== Tekst źródłowy ==
Globalstar Spot X- dwukierunkowy komunikator satelitarny

Podczas wypraw rowerowych, zarówno tych bliższych, jak i dalszych może się nam zdarzyć, że będziemy poruszali się po terenie o znikomym, lub wręcz zerowym zasięgu sieci komórkowych. Co wtedy? W takich warunkach z pomocą przychodzą satelity. Jak wszyscy powszechnie wiedzą zarówno same telefony jak i rozmowy poprzez satelity nie należą do najtańszych. Czy jednak koniecznie potrzebujemy "rozmów". Przetestowaliśmy w praktyce jak sprawdzi się najnowszy dwukierunkowy komunikator satelitarny Globalstar Spot X. Nie przypadkowo użyłem słowa komunikator. Możemy dzięki niemu jedynie wysyłać oraz odbierać wiadomości SMS oraz emaile. Mało? Myślę, że w sytuacjach awaryjnych jest to rozwiązanie a przy tym wystarczające. Koszt samego urządzenia to zaledwie $249,99.

Ponieważ jest to urządzenie przeznaczone raczej do pracy w warunkach terenowych pozbawione zostało zbędnych gadżetów na rzecz rozwiązań chociażby wydłużających czas pracy. Spot X o wymiarach 16.61cm x 7.37cm x 2.39 zamiast narażonego na uszkodzenia oraz pożerającego kolorowego, dotykowego wyświetlacza inżynierowie postawili na proste, sprawdzone rozwiązania. Urządzenie wyposażone zostało w monochromatyczny wyświetlacz oraz klawiaturę dotykową. Klawiatura w przypadku pisania wiadomości ma dużą przewagę nad ekranami dotykowymi. Piszemy szybciej oraz możemy ją obsługiwać w dowolnych rękawiczkach. Ponadto dzięki min. tym dwóm patentom czas pracy urządzenia wynosi ok. 10 dni (w przypadku namierzania pozycji co 10 min.). Robi wrażenie? Długi czas pracy jest jednak wymogiem koniecznym. Przecież na środku oceanu czy pustyni w przypadku awarii ładowarki solarnej raczej nie znajdę gniazdka z prądem. Jak przystało na terenowego twardziela model posiada stopień ochrony IP67 oraz spełnia wojskową normę odporności na uderzenia MIL-STD-810G. Komunikator możemy używać w temperaturach od -20'C do +60'C na wysokościach od -100m do 6500m n.p.m. Jak na potrzeby kolarzy aż nadto. Podczas naszego testu telefon przeszedł kilka ulew oraz kilka razy zdarzyło mu się pływać. Pozostał niewzruszony.

Telefon ładujemy za pomocą złącza micro USB ukrytego pod chroniącą go plastikową klapką.

Zasięg sieci nie obejmuje w prawdzie całej kuli ziemskiej, lecz jest całkiem przyzwoity.

== Dostarczone rekordy ==

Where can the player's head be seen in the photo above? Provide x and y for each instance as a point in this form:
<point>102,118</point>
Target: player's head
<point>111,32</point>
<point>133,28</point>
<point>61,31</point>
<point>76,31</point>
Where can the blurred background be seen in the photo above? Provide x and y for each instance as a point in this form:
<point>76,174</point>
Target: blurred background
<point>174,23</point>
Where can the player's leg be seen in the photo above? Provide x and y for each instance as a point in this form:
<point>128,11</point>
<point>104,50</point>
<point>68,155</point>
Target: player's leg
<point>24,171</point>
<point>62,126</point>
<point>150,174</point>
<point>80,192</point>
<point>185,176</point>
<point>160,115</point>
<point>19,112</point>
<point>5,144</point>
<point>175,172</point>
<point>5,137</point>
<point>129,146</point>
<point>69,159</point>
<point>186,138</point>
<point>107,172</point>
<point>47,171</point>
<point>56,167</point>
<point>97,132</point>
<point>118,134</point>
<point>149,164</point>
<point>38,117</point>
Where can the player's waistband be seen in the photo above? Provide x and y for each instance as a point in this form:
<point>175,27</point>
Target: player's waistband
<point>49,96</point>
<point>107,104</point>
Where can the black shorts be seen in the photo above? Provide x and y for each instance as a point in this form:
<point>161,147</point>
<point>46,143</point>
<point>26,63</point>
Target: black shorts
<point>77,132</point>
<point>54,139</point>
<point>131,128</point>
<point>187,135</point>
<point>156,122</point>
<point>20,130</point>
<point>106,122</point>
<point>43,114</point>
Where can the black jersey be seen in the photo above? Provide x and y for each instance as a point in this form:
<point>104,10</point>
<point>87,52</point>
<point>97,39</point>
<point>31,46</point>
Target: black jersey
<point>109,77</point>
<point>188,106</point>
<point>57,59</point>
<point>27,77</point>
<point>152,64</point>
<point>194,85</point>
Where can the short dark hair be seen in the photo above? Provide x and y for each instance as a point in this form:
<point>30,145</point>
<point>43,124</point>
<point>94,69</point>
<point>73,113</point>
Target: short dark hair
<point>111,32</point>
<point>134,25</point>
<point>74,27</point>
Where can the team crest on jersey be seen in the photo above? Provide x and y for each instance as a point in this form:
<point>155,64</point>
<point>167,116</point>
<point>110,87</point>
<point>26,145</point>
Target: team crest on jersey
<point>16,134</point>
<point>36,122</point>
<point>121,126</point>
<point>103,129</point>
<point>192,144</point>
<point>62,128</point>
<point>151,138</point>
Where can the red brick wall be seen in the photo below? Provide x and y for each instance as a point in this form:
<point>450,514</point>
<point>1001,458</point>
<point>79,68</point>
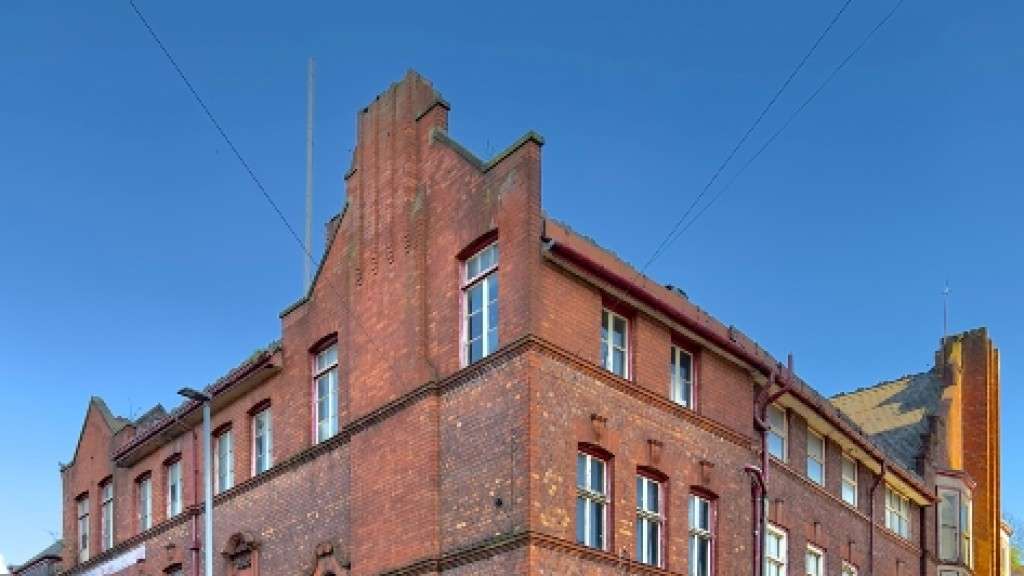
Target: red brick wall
<point>471,470</point>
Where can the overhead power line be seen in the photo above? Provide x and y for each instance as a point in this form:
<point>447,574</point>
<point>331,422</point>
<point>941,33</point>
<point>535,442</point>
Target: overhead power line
<point>238,155</point>
<point>863,42</point>
<point>771,103</point>
<point>223,134</point>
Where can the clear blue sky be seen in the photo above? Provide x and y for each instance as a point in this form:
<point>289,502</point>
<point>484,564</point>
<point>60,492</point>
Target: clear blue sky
<point>137,257</point>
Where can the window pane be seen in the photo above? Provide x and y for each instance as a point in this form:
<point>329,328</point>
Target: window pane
<point>597,521</point>
<point>619,332</point>
<point>581,520</point>
<point>776,446</point>
<point>327,358</point>
<point>701,557</point>
<point>619,362</point>
<point>814,471</point>
<point>653,542</point>
<point>849,494</point>
<point>597,476</point>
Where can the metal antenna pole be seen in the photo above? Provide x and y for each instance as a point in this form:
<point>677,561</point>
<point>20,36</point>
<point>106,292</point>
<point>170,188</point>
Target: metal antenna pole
<point>945,313</point>
<point>310,104</point>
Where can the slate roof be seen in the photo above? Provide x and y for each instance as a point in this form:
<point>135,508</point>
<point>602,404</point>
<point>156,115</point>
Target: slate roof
<point>52,551</point>
<point>896,413</point>
<point>116,422</point>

== Polecenie 1 ==
Proszę wiernie przepisać fragment tekstu o komunikatorze Globalstar Spot X. Należy zacząć od miejsca ze słowami „Telefon ładujemy za”, a skończyć po słowach „jest całkiem przyzwoity.”.
== Polecenie 2 ==
Proszę kontynuować tekst o komunikatorze satelitarnym Globalstar Spot X, zaczynając po jego ostatnim zdaniu.

== Odpowiedź 1 ==
Telefon ładujemy za pomocą złącza micro USB ukrytego pod chroniącą go plastikową klapką.

Zasięg sieci nie obejmuje w prawdzie całej kuli ziemskiej, lecz jest całkiem przyzwoity.

== Odpowiedź 2 ==
Przejdźmy do funkcji urządzenia. Ponieważ jest to jedynie komunikator nie jest ich za wiele. Podstawowe menu zawiera takie opcje jak: przegląd wiadomości, wysyłanie wiadomości, kontakty, potwierdzenie położenia, zapis oraz odczyt śladów, odświeżanie wiadomości oraz kompas. Proste ale działa. Jak wygląda wysyłanie wiadomości. Otóż za pomocą manipulatora wybieramy odpowiednie pole i zatwierdzamy przyciskiem. Naszym oczom ukazuje się następujące menu.

Teraz możemy wybrać czy wysyłana przez nas wiadomość ma być SMSem czy też emailem. W przypadku SMSa nie mamy opcji pisania elaboratów, tylko musimy się zmieścić w standardowych 140 znakach. Dodatkowo do wiadomości możemy dołączyć naszą pozycję oraz wysokość. Następnie klikamy wyślij. Przestrzegam jednak przed jednym. Prędkości nie są takie jak w przypadku sieci GSM. Należy skierować antenę najlepiej pionowo w niebo i poczekać kilka sekund. Oprócz pisanych odręcznie wiadomości możemy także zapisać tzw. wiadomości predefiniowane, czyli takie zapiszemy wcześniej. Mogą to być np. wiadomości typu: żyję, dotarłem na kolejny punkt kontrolny itp. Dodatkowo mamy możliwość wysyłania wiadomości typu Check In, czyli wysyłanie pod zdefiniowany wcześniej kontakt, że przykładowo żyjemy dołączając nasze współrzędne geograficzne. Bardzo dobra sprawa w przypadku dalekich podróży, gdy chcemy aby nasza rodzina wiedziała gdzie jesteśmy i czy nic nam nie jest. 

Ponadto logując się na specjalną stronę, możemy zobaczyć z jakiego miejsca na kuli ziemskiej wysyłaliśmy wiadomości oraz gdzie aktualnie znajduje się telefon.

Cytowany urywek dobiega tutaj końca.